Closed manojpreveen closed 1 year ago
Hi @manojpreveen ! 20B is indeed a relatively large model, but the speed should not be this slow.
You can try adding MODEL_HALF_PRECISION=true
to your environment variables to enable half-precision quantization, which will reduce memory usage while improving the speed of generation.
Especially if you are using the 40GB version of A100, the 20B model may exceed the memory limit in full precision, forcing it to start swapping, which will slow down the speed.
Similarly, you can also use MODEL_LOAD_IN_8BIT=true
to enable INT8 quantization. However, not every model is well compatible with this option, so it's still recommended to use the above-mentioned half-precision option first.
Yeah enabling half precision definitely made a difference and is much faster now. Thanks. Closing the issue.
Thanks for this package, working great and pretty fast too when i tried using this for Bloomz 7B model but when i tried the same for this model : [GPT-NeoXT-Chat-Base-20B] (https://huggingface.co/togethercomputer/GPT-NeoXT-Chat-Base-20B), the streaming token generation seems very very slow (~1 token / 2-3 secs).
Just checking if this is expected or am i missing something, as i can see you guys have tested this model too as per README
I'm running it on single A100 machine and during the streaming token generation the GPU Util is around ~55%.

________________________

**Exercise goal**
Reproduce the portion of the thread on slow 20B model generation that starts with "You can try" and ends after "Closing the issue.". The material below this point comes from a separate source.

**Given data**
________________________

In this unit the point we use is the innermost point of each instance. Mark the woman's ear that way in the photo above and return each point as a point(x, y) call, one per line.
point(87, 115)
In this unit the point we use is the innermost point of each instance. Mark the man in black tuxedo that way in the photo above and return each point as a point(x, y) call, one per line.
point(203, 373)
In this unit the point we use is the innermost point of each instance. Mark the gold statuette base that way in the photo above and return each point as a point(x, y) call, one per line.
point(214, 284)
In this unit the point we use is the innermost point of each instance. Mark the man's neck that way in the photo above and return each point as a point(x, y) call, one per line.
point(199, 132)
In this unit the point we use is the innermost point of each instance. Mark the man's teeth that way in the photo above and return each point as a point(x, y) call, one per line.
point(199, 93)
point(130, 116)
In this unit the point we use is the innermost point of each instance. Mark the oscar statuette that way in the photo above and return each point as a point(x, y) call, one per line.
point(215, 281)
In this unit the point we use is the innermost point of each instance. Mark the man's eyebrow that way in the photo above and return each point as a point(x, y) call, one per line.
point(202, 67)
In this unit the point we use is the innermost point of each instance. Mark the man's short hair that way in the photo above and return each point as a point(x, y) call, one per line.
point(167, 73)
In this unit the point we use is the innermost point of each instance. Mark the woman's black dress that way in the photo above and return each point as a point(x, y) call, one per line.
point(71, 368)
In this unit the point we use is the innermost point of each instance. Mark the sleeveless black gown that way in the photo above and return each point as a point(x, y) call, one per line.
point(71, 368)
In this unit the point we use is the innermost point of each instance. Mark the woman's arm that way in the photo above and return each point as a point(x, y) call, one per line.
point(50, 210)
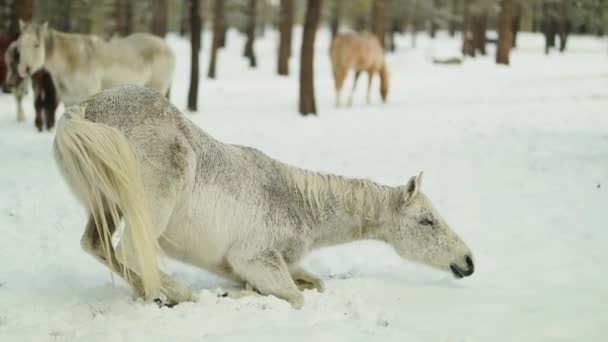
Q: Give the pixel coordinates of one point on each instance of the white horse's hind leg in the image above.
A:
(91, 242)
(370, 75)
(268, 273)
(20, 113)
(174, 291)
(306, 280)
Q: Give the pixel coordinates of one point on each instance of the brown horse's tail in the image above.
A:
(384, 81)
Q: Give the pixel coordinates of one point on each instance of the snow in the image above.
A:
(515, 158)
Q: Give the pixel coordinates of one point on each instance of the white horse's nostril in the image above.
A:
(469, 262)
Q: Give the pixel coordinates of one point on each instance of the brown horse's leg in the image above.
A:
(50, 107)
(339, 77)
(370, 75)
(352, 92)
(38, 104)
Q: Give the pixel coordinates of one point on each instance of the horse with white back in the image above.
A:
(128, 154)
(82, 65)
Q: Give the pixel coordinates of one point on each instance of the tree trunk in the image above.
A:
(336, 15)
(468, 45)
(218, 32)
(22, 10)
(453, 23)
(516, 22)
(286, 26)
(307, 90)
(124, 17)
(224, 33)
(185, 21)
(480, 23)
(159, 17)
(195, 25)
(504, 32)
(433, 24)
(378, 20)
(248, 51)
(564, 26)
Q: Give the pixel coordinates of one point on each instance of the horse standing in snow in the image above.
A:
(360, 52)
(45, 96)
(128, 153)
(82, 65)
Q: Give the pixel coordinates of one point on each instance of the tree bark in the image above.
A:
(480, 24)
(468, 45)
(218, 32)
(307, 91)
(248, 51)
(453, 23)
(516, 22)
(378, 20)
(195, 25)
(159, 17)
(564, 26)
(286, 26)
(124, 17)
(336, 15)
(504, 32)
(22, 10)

________________________

**Response**
You can try adding MODEL_HALF_PRECISION=true
to your environment variables to enable half-precision quantization, which will reduce memory usage while improving the speed of generation.
Especially if you are using the 40GB version of A100, the 20B model may exceed the memory limit in full precision, forcing it to start swapping, which will slow down the speed.
Similarly, you can also use MODEL_LOAD_IN_8BIT=true
to enable INT8 quantization. However, not every model is well compatible with this option, so it's still recommended to use the above-mentioned half-precision option first.
Yeah enabling half precision definitely made a difference and is much faster now. Thanks. Closing the issue.